-- Start of Information provided --

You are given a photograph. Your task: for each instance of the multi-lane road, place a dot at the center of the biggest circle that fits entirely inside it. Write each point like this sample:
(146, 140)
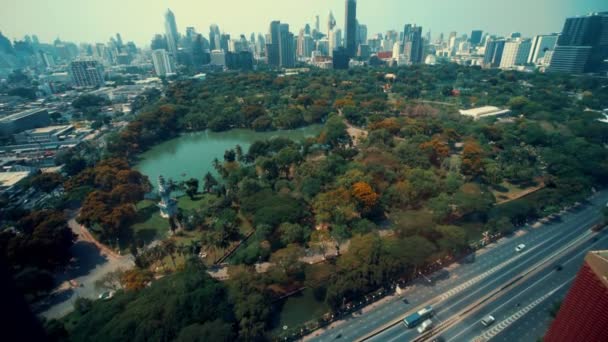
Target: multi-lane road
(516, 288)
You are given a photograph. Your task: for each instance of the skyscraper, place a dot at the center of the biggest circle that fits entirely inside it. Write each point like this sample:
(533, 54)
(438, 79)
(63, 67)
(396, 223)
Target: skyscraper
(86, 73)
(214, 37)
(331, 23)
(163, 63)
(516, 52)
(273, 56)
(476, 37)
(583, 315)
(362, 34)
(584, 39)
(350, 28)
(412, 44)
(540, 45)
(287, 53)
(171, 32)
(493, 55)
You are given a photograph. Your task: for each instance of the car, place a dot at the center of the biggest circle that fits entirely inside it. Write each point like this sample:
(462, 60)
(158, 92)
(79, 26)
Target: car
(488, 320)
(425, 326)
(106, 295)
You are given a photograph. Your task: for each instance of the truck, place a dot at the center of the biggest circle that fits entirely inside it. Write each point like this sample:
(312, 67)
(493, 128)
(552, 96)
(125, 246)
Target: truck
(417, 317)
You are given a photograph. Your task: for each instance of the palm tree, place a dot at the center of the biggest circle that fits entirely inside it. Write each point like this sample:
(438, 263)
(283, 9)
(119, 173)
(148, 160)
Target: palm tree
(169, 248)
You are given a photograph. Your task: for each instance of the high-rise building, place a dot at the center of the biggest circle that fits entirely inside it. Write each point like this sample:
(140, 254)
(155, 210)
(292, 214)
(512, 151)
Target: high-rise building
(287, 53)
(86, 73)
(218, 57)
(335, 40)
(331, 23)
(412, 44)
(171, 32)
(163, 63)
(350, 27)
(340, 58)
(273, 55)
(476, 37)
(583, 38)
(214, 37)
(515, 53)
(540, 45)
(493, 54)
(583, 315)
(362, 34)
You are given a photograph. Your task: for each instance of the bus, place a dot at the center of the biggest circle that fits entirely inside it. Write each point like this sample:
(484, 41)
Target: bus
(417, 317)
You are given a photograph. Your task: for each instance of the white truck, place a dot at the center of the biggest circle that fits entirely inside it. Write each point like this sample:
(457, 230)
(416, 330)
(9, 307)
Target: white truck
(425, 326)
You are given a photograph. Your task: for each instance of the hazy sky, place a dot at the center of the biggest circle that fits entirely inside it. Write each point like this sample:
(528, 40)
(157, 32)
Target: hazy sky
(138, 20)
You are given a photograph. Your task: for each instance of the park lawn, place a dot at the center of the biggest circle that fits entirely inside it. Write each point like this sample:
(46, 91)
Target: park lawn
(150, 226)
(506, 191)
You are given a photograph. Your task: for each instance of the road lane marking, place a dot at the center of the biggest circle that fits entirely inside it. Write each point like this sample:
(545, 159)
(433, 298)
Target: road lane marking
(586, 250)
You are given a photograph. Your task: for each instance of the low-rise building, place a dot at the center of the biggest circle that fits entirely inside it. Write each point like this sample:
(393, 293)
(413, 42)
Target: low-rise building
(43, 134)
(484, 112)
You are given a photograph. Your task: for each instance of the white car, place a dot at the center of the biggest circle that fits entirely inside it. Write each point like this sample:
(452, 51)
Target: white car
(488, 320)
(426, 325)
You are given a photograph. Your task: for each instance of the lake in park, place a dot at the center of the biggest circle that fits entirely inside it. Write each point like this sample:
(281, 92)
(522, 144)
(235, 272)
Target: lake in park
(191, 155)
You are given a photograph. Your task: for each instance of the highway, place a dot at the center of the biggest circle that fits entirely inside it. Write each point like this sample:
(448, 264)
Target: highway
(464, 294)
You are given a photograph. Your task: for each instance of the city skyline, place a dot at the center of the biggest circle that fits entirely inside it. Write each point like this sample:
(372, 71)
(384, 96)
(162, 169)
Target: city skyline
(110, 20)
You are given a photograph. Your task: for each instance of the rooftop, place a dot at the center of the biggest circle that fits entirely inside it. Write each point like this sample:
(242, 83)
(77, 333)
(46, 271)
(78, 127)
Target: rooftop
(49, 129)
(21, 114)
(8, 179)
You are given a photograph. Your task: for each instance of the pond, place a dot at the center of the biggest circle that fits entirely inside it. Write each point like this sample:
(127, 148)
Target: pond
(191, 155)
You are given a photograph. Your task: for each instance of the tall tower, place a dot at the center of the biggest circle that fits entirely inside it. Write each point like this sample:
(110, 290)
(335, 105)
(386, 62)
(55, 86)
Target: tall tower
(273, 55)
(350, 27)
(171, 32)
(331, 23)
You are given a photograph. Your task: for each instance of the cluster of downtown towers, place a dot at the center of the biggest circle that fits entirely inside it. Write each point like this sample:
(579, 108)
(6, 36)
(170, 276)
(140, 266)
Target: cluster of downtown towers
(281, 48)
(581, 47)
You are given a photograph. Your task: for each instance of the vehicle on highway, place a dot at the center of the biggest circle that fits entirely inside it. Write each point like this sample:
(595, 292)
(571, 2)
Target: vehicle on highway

-- End of Information provided --

### What you are asked to do
Print all entries exactly. The images do not belong in the copy.

### Problem solution
You are given a photograph. Your task: for each instance of the multi-lane road, place a dot at the center of the biggest circle that fits entirely inside it. Write each point like this sample:
(146, 140)
Target: multi-lane road
(516, 288)
You are given a photograph. Your task: for each instance of the skyscraper, place a dot at the center of the biggest circle that fits entirely inside it. Write each point like this sample:
(533, 54)
(438, 79)
(63, 67)
(396, 223)
Target: skyscraper
(86, 73)
(214, 37)
(331, 23)
(163, 63)
(516, 52)
(273, 56)
(476, 37)
(583, 315)
(362, 34)
(584, 39)
(350, 28)
(412, 44)
(540, 45)
(287, 53)
(171, 32)
(493, 55)
You are given a photograph. Your task: for each instance of the car, place a dot at the center of the biggest circle that fits entirely inside it. Write each point like this sample:
(462, 60)
(158, 92)
(79, 26)
Target: car
(488, 320)
(425, 326)
(106, 295)
You are given a photograph. Your task: for each instance of the truck, place a dot at the center of the biggest circle that fits entirely inside it. Write each point like this sample:
(312, 67)
(493, 128)
(552, 96)
(125, 246)
Target: truck
(417, 317)
You are given a photograph. Your task: for each instance of the palm tree, place a dot at the center of the biggest circle that fits entirely inside it. Write each point like this sample:
(438, 263)
(283, 9)
(119, 173)
(148, 160)
Target: palm tree
(169, 248)
You are given a photograph. Your task: for each instance of the high-rise building, place a dot at the center of the biggest circle that fits entirely inside it. Write each point like this sample:
(140, 254)
(155, 210)
(292, 214)
(512, 151)
Target: high-rise building
(287, 53)
(86, 73)
(218, 57)
(335, 40)
(331, 23)
(412, 44)
(171, 32)
(163, 63)
(350, 27)
(340, 58)
(273, 55)
(476, 37)
(583, 38)
(214, 37)
(515, 53)
(540, 45)
(493, 54)
(583, 315)
(362, 34)
You are given a photograph. Your task: for each instance of the bus, place a dot at the center of the biggest circle that fits entirely inside it. Write each point like this sample:
(484, 41)
Target: bus
(417, 317)
You are given a photograph. Your task: for each instance of the white truck, place a dot at the center of the biggest circle that fits entirely inside it. Write each point like this sample:
(457, 230)
(416, 330)
(9, 307)
Target: white truck
(425, 326)
You are given a photograph. Your task: for each instance of the hazy sky, place a dot at the center of the biggest circle that fits entirely inside it. Write each point like this sample:
(528, 40)
(157, 32)
Target: hazy sky
(138, 20)
You are given a photograph. Your task: for each instance of the park lawn, place a dot at the center of the biggest circle that fits entirely inside it. Write each point like this sample:
(46, 91)
Target: park lawn
(150, 226)
(506, 191)
You are given a photograph. Your task: for each instance of the road lane marking, place a dot at the center of the biggest circle that fits entirely inside it. Write each point like this sample:
(545, 159)
(433, 298)
Target: road lane marking
(586, 250)
You are given a photograph. Your task: for each instance of the low-rise building, place a dot at the center of the biggest circle that fits entirely inside it. Write each point like this sample:
(393, 293)
(413, 42)
Target: low-rise building
(43, 134)
(484, 112)
You are given a photograph. Your task: for each instance of the white car, place a dot at the center of the biggest circle that fits entirely inside it. Write each point like this sample:
(452, 51)
Target: white car
(488, 320)
(426, 325)
You are given a photograph. Your task: for each instance of the lake in park, place a dot at the center of the biggest circle that fits entirely inside it. Write each point like this sample:
(281, 92)
(522, 144)
(235, 272)
Target: lake in park
(191, 155)
You are given a photograph. Your task: for each instance of the highway, place a dot at the center of the biggest circle that fits entirely inside it. Write each point like this sample:
(448, 264)
Target: highway
(464, 294)
You are given a photograph. Your task: for each instance of the city skyline, place a dot at the center of the biggest circle that fits entirely inside it. Write each point like this sample:
(372, 71)
(384, 96)
(162, 169)
Target: city skyline
(110, 20)
You are given a photograph. Your task: for each instance of the rooftop, place a dot at the center of the biggest circle that fits entirely inside it. Write each point like this sample:
(242, 83)
(77, 333)
(46, 271)
(78, 127)
Target: rooftop
(49, 129)
(21, 114)
(8, 179)
You are given a photograph. Your task: for each instance of the pond, place a dot at the center of the biggest circle that fits entirely inside it. Write each point like this sample:
(127, 148)
Target: pond
(191, 155)
You are given a photograph. Your task: for each instance of the tall tower, place a dot at the center of the biggest circle that fits entirely inside it. Write each point like this sample:
(110, 290)
(335, 105)
(386, 62)
(55, 86)
Target: tall tower
(273, 55)
(350, 27)
(171, 32)
(331, 23)
You are given a photograph. Your task: for each instance of the cluster of downtown towers, place a dot at the center of the biggest circle that fits entirely inside it. Write each point like this sample:
(579, 108)
(6, 36)
(170, 276)
(140, 266)
Target: cluster of downtown towers
(281, 48)
(581, 47)
You are given a photograph. Your task: for each instance of the vehicle on highway, place a dot at the center of the biggest circle that fits entirely inside it. Write each point like this sample:
(595, 292)
(571, 2)
Target: vehicle on highway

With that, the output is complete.